Texto fornecido:
┄┄┄┄┄┄┄┄┄┄
Momentos não vividos...
Após algumas leituras, em meio ao tema arrependimento, e até mesmo o recomendado arrependimento antes de morrer, eu tive a oportunidade (sinceramente
agradeço por isso) de poder acompanhar/observar bem de perto o período de
sofrimento, desprendimento material, resgate afetivo, convívio e reconhecimento
da colaboração, dedicação, amor, enfim a tantos sentimentos despertados e
percebidos pelo meu pai.
┄┄┄┄┄┄┄┄┄┄
[Entradas de anotação de pontos em imagens]
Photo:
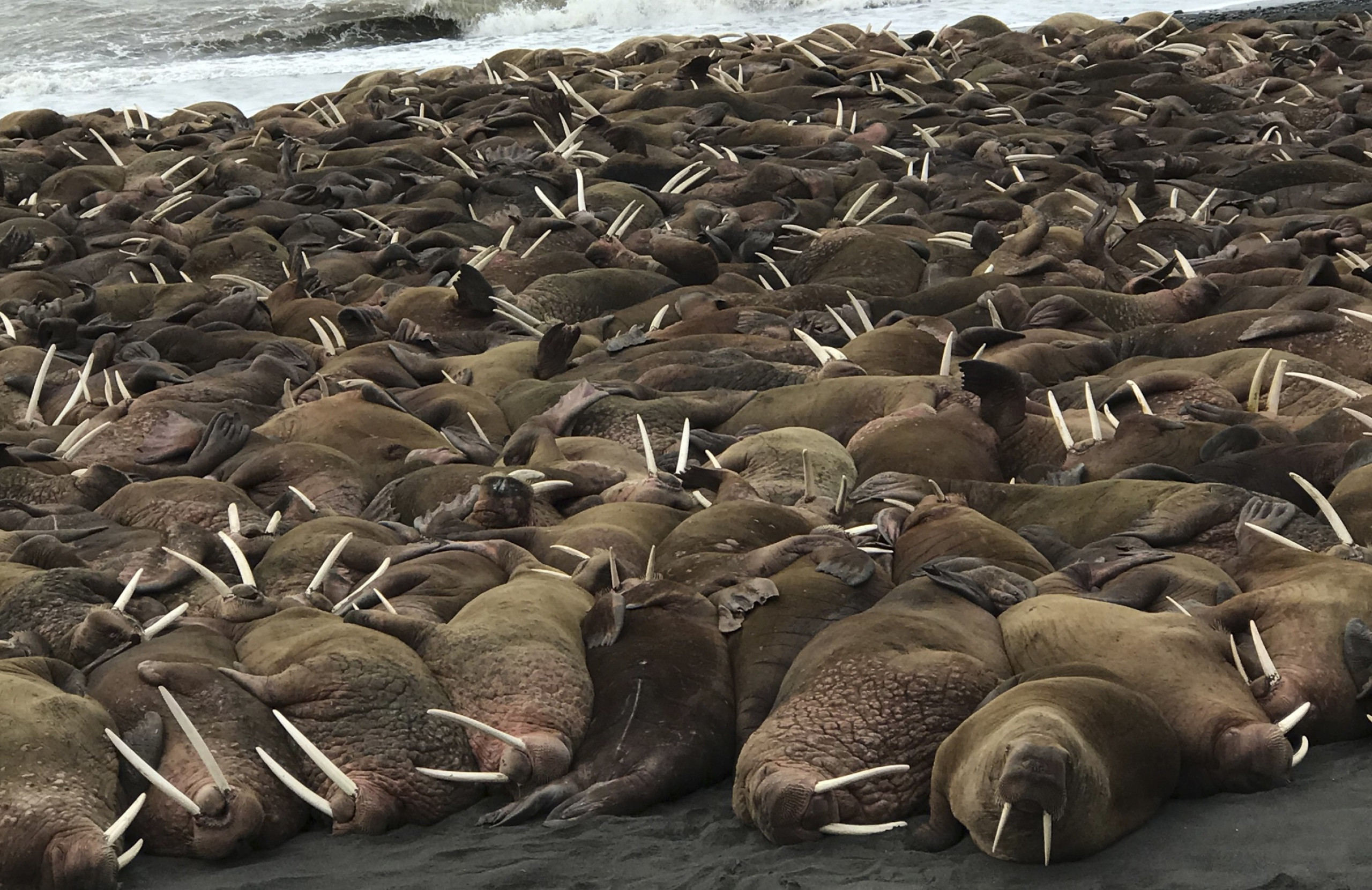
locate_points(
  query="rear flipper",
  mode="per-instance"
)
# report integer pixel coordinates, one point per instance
(535, 804)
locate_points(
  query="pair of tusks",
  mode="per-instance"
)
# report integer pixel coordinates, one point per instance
(326, 766)
(1047, 832)
(862, 775)
(157, 779)
(471, 723)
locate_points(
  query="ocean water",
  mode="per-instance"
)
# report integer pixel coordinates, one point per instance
(81, 55)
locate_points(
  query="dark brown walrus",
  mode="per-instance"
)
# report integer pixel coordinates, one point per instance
(1057, 764)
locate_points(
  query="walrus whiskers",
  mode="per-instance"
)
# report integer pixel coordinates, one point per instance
(192, 736)
(158, 781)
(295, 785)
(472, 723)
(326, 766)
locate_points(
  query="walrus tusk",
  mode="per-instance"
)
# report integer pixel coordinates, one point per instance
(161, 624)
(220, 587)
(125, 819)
(239, 560)
(1001, 826)
(76, 394)
(849, 830)
(295, 785)
(684, 449)
(38, 386)
(837, 782)
(151, 775)
(1238, 663)
(648, 446)
(1301, 752)
(202, 751)
(361, 589)
(326, 766)
(1256, 384)
(450, 775)
(1047, 837)
(1326, 509)
(1060, 421)
(471, 723)
(1270, 668)
(1287, 723)
(126, 594)
(329, 564)
(1275, 390)
(1271, 535)
(128, 856)
(1138, 395)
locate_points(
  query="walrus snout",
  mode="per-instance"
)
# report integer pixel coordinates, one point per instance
(1037, 775)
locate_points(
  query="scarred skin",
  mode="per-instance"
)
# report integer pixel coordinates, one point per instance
(1182, 664)
(361, 697)
(876, 689)
(258, 812)
(513, 660)
(59, 782)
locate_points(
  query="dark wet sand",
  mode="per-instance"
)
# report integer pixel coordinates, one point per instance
(1311, 835)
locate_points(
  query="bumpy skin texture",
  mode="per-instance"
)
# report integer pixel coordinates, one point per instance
(513, 660)
(361, 697)
(881, 687)
(663, 722)
(59, 782)
(258, 812)
(1121, 764)
(69, 609)
(1177, 661)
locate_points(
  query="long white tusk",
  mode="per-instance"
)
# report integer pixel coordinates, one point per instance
(76, 394)
(1238, 663)
(1287, 723)
(1301, 752)
(38, 384)
(241, 560)
(471, 723)
(1256, 384)
(1091, 413)
(128, 856)
(1001, 826)
(220, 587)
(1047, 837)
(161, 624)
(126, 594)
(449, 775)
(1275, 390)
(153, 775)
(844, 829)
(684, 450)
(1270, 668)
(1326, 509)
(202, 751)
(326, 766)
(295, 785)
(1060, 421)
(648, 446)
(125, 819)
(329, 564)
(862, 775)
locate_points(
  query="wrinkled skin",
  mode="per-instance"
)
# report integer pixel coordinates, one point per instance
(1072, 742)
(257, 812)
(881, 687)
(361, 697)
(54, 835)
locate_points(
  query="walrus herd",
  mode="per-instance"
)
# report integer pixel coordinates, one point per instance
(969, 424)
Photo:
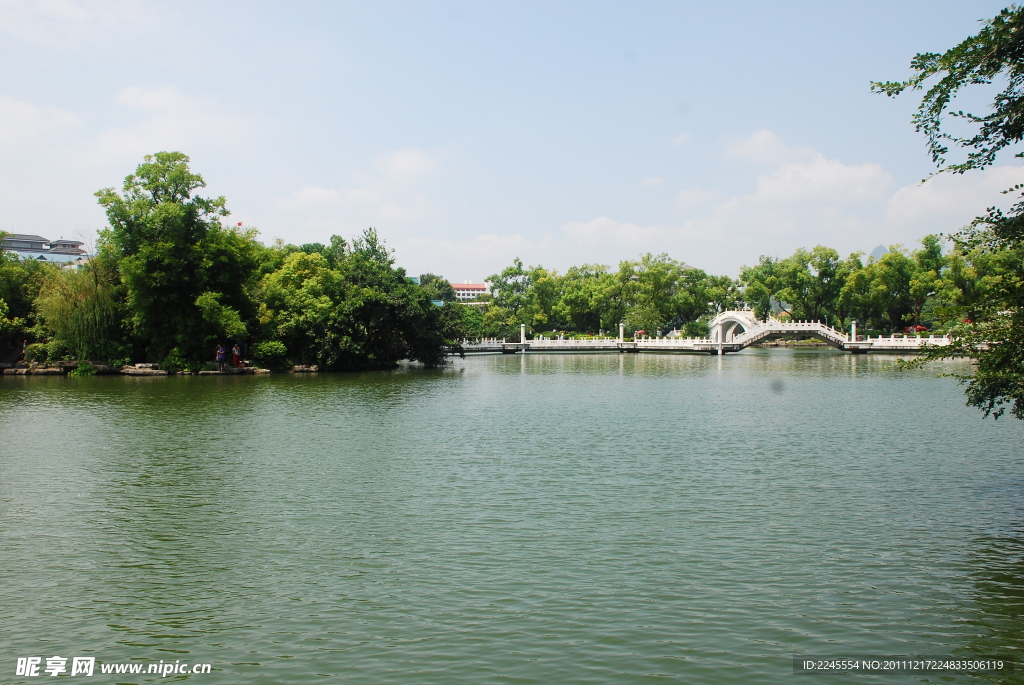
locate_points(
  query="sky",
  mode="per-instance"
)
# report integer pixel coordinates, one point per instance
(471, 133)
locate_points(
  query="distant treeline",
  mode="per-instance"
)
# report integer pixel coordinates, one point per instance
(169, 283)
(924, 287)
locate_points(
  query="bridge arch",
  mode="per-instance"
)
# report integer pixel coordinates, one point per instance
(728, 325)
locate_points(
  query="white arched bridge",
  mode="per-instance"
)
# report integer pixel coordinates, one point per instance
(730, 332)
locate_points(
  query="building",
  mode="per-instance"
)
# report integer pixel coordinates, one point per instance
(464, 292)
(37, 247)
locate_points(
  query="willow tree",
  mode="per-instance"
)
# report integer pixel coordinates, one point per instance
(79, 308)
(188, 281)
(994, 58)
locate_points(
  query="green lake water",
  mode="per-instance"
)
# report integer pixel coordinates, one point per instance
(546, 518)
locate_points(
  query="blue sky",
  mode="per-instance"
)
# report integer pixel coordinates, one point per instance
(472, 133)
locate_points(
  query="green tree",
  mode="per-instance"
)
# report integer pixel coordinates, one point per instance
(20, 281)
(360, 313)
(437, 288)
(184, 274)
(80, 309)
(994, 338)
(761, 285)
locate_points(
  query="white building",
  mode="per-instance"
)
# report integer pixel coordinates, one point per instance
(466, 292)
(37, 247)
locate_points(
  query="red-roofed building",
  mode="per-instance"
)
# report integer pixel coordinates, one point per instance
(465, 292)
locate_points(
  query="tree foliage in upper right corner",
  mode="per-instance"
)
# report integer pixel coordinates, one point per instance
(994, 336)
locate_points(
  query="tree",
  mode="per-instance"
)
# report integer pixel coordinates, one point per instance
(995, 337)
(187, 280)
(19, 284)
(359, 313)
(437, 288)
(80, 310)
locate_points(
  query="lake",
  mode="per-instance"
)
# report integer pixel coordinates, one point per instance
(602, 518)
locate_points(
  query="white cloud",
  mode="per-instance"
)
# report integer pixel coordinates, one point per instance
(765, 146)
(68, 25)
(171, 120)
(388, 193)
(24, 122)
(315, 196)
(947, 202)
(691, 198)
(410, 164)
(799, 199)
(823, 180)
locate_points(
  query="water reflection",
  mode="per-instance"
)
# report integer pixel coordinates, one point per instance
(996, 608)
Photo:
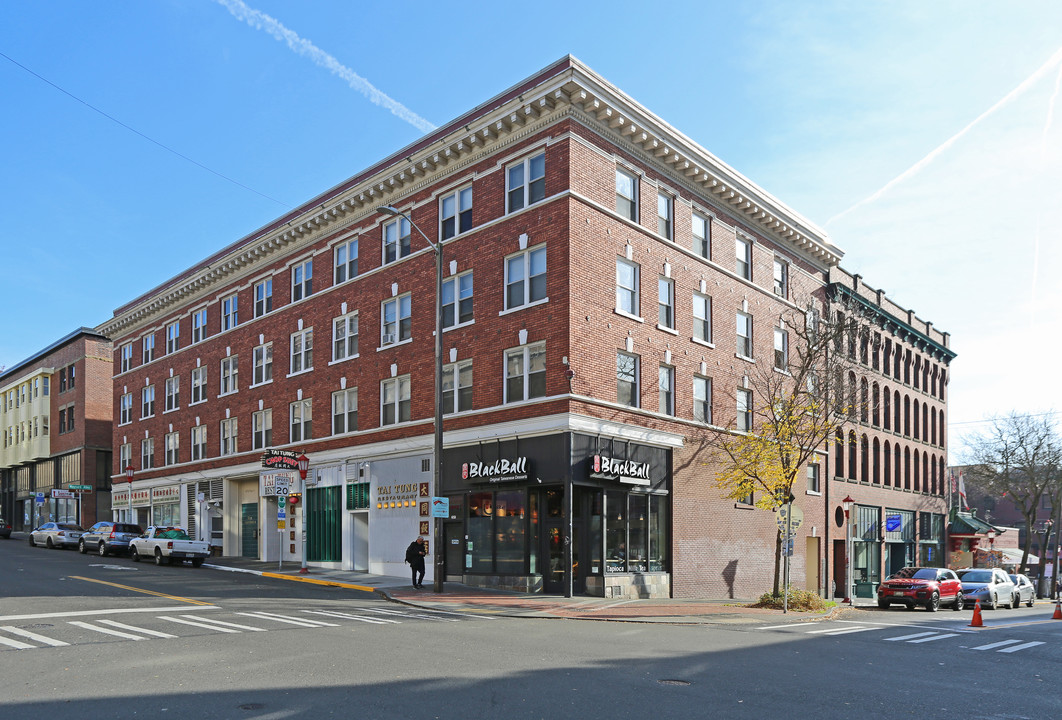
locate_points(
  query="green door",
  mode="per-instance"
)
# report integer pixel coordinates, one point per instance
(324, 527)
(249, 530)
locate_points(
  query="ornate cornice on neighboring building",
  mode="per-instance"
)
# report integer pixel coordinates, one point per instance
(565, 88)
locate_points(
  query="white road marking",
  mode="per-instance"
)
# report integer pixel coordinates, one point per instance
(116, 633)
(34, 636)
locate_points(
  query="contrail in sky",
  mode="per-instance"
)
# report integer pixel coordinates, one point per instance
(955, 138)
(259, 20)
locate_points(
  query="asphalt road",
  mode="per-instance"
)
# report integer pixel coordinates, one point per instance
(219, 645)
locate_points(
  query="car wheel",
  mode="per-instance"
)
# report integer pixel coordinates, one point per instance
(934, 603)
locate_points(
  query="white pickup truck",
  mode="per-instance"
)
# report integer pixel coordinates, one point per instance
(167, 544)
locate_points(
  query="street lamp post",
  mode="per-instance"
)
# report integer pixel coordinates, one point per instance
(438, 445)
(846, 503)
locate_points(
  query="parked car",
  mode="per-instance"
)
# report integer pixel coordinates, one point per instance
(929, 587)
(56, 535)
(167, 545)
(107, 536)
(1026, 590)
(990, 585)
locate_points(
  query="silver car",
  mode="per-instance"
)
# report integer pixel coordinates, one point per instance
(990, 585)
(1026, 590)
(56, 535)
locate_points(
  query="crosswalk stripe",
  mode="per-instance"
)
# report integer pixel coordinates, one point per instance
(210, 620)
(16, 644)
(907, 637)
(993, 646)
(197, 624)
(154, 633)
(33, 636)
(935, 637)
(290, 620)
(1022, 647)
(362, 618)
(116, 633)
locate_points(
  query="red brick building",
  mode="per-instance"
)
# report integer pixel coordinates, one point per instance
(55, 424)
(597, 263)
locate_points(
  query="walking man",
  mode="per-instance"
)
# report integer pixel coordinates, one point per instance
(414, 555)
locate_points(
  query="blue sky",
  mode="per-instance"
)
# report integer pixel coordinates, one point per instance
(923, 136)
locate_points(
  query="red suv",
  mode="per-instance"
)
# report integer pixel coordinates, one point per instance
(927, 586)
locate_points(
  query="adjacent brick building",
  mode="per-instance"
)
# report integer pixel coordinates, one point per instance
(609, 285)
(55, 420)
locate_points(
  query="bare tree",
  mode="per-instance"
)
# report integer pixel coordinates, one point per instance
(1018, 457)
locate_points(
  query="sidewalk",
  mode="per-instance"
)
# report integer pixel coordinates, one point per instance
(459, 598)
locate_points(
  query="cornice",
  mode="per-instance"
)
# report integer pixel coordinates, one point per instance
(565, 89)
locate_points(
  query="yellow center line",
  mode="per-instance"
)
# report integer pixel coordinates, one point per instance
(140, 589)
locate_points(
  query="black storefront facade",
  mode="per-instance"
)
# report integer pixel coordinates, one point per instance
(566, 513)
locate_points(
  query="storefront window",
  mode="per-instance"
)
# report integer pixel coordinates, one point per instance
(657, 533)
(479, 556)
(509, 526)
(616, 532)
(638, 549)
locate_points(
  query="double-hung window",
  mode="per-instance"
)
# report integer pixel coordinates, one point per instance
(302, 421)
(199, 386)
(173, 337)
(744, 335)
(345, 337)
(627, 194)
(344, 411)
(526, 373)
(394, 400)
(396, 240)
(148, 401)
(455, 213)
(665, 294)
(229, 375)
(627, 287)
(172, 393)
(781, 348)
(627, 379)
(302, 280)
(702, 318)
(702, 399)
(742, 258)
(526, 277)
(261, 423)
(526, 182)
(263, 297)
(199, 442)
(457, 300)
(667, 390)
(125, 409)
(396, 324)
(665, 216)
(229, 318)
(457, 387)
(702, 236)
(227, 435)
(199, 326)
(263, 363)
(346, 260)
(302, 350)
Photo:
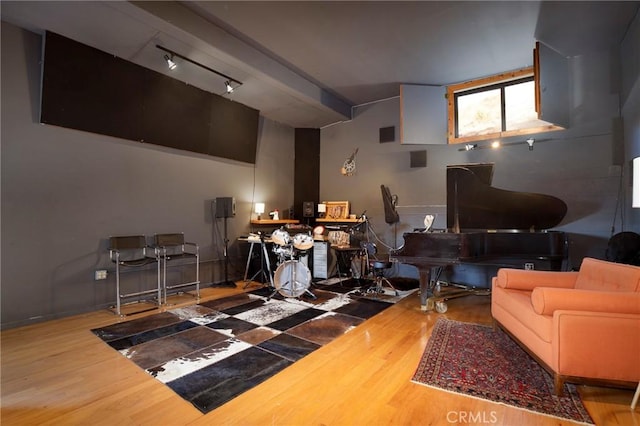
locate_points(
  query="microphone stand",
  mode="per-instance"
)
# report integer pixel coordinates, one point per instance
(226, 282)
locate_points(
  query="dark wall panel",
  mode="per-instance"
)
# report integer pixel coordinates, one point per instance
(86, 89)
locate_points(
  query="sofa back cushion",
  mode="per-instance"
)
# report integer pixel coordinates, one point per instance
(609, 276)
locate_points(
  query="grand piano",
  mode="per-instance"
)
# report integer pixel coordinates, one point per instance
(486, 226)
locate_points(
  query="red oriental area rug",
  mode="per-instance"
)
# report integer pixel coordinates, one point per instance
(483, 362)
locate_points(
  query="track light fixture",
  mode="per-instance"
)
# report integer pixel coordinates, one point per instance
(170, 61)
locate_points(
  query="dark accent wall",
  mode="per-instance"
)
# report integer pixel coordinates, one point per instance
(65, 192)
(307, 169)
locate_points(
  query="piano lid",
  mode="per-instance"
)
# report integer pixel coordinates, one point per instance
(473, 204)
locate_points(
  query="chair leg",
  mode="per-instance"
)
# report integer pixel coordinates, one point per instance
(558, 385)
(634, 402)
(198, 275)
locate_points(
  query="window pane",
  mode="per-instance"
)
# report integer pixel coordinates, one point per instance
(520, 106)
(479, 113)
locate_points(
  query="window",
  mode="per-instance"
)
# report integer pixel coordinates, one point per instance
(493, 107)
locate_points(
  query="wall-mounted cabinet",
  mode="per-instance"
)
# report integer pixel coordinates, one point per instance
(423, 114)
(551, 71)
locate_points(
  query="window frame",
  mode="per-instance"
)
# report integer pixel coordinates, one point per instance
(489, 83)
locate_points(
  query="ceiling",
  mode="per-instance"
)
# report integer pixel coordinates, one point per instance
(307, 64)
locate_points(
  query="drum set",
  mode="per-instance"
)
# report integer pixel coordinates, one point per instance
(292, 277)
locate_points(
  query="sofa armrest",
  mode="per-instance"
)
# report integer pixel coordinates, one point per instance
(546, 301)
(520, 279)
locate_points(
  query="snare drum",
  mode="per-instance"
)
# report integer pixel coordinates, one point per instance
(280, 237)
(302, 241)
(292, 278)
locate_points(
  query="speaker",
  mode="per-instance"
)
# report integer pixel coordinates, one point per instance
(308, 209)
(387, 134)
(225, 207)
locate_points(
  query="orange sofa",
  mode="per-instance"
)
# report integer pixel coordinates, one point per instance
(583, 327)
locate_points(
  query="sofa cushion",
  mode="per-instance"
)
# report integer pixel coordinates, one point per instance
(520, 279)
(518, 304)
(608, 276)
(547, 300)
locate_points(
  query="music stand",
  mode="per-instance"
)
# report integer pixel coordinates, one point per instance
(224, 208)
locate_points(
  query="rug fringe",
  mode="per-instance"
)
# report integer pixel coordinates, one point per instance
(502, 403)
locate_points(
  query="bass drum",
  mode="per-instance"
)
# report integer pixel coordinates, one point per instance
(303, 241)
(292, 278)
(280, 237)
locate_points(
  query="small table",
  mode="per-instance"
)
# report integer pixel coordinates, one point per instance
(265, 263)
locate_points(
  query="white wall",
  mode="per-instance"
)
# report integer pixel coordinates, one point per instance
(578, 165)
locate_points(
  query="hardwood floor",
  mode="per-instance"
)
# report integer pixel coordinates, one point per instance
(59, 373)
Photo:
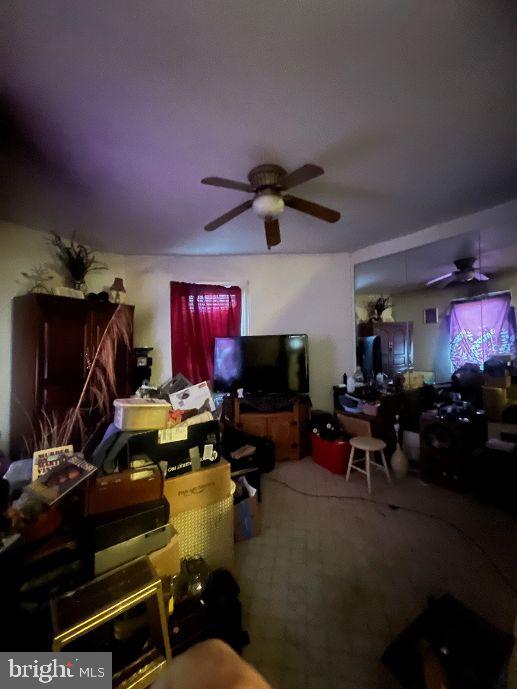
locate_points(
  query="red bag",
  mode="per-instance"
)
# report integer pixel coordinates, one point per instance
(331, 454)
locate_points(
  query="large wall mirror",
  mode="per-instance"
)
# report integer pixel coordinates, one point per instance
(436, 342)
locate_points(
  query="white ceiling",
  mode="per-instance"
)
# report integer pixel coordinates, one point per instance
(494, 248)
(118, 109)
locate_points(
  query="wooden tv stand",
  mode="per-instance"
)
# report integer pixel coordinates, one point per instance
(289, 430)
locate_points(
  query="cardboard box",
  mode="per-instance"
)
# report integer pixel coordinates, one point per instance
(503, 381)
(198, 489)
(207, 531)
(166, 561)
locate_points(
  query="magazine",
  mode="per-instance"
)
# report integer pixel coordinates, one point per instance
(61, 479)
(44, 460)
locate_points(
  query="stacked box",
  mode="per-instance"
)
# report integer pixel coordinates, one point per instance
(201, 506)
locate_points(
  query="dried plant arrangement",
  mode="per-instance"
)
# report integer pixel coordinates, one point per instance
(76, 258)
(38, 276)
(99, 389)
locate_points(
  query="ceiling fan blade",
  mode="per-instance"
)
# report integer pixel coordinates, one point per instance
(227, 183)
(442, 277)
(228, 216)
(272, 228)
(481, 277)
(299, 176)
(311, 208)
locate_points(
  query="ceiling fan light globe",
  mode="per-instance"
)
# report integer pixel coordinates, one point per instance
(268, 205)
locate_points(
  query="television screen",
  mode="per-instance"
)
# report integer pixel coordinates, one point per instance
(261, 363)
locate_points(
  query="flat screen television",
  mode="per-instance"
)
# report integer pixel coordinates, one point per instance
(262, 363)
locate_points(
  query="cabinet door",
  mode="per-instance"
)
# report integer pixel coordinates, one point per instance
(399, 360)
(254, 424)
(396, 346)
(62, 359)
(283, 431)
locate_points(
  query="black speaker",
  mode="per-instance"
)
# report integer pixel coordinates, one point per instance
(447, 447)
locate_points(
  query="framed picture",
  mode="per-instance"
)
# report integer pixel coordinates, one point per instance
(431, 315)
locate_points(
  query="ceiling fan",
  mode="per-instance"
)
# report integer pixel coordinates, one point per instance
(465, 272)
(269, 183)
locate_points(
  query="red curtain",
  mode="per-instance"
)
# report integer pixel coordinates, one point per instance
(199, 314)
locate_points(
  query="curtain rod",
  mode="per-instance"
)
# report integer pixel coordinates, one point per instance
(482, 296)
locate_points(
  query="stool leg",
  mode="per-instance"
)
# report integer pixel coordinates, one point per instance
(385, 465)
(350, 460)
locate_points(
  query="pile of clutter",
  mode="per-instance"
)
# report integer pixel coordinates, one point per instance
(155, 486)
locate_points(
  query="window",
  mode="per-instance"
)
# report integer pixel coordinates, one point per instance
(199, 314)
(480, 328)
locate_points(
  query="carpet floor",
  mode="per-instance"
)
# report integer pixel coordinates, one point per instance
(336, 575)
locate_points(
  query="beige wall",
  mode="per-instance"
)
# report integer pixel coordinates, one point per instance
(310, 294)
(20, 250)
(431, 342)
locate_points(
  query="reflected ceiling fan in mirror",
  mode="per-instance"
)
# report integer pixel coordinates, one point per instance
(268, 183)
(465, 272)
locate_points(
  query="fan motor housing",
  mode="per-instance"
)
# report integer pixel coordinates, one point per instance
(266, 176)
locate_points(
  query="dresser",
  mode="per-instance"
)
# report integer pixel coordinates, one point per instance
(289, 429)
(54, 340)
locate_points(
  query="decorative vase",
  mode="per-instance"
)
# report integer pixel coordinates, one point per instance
(79, 285)
(399, 461)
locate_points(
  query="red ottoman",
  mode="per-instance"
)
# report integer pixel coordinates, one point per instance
(331, 454)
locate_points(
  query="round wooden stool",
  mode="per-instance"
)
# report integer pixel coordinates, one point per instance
(368, 445)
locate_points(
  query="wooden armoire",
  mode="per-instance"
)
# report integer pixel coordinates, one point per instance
(396, 343)
(54, 340)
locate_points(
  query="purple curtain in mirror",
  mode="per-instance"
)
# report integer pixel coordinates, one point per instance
(480, 329)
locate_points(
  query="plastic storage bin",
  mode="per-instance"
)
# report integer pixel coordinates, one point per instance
(331, 454)
(136, 414)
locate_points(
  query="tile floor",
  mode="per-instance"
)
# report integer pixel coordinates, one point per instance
(331, 581)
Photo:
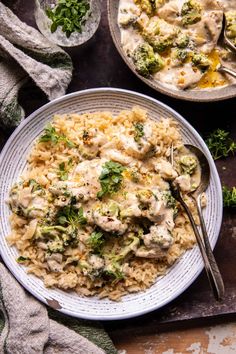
┄┄┄┄┄┄┄┄┄┄
Exercício 1:
Copie integralmente o texto fornecido.
Exercício 2:
Quantas linhas da listagem contêm a palavra "door"? Diferencie maiúsculas de minúsculas e responda somente com o número.

Resolução detalhada 1:
Momentos não vividos...
Após algumas leituras, em meio ao tema arrependimento, e até mesmo o recomendado arrependimento antes de morrer, eu tive a oportunidade (sinceramente
agradeço por isso) de poder acompanhar/observar bem de perto o período de
sofrimento, desprendimento material, resgate afetivo, convívio e reconhecimento
da colaboração, dedicação, amor, enfim a tantos sentimentos despertados e
percebidos pelo meu pai.

Resolução detalhada 2:
2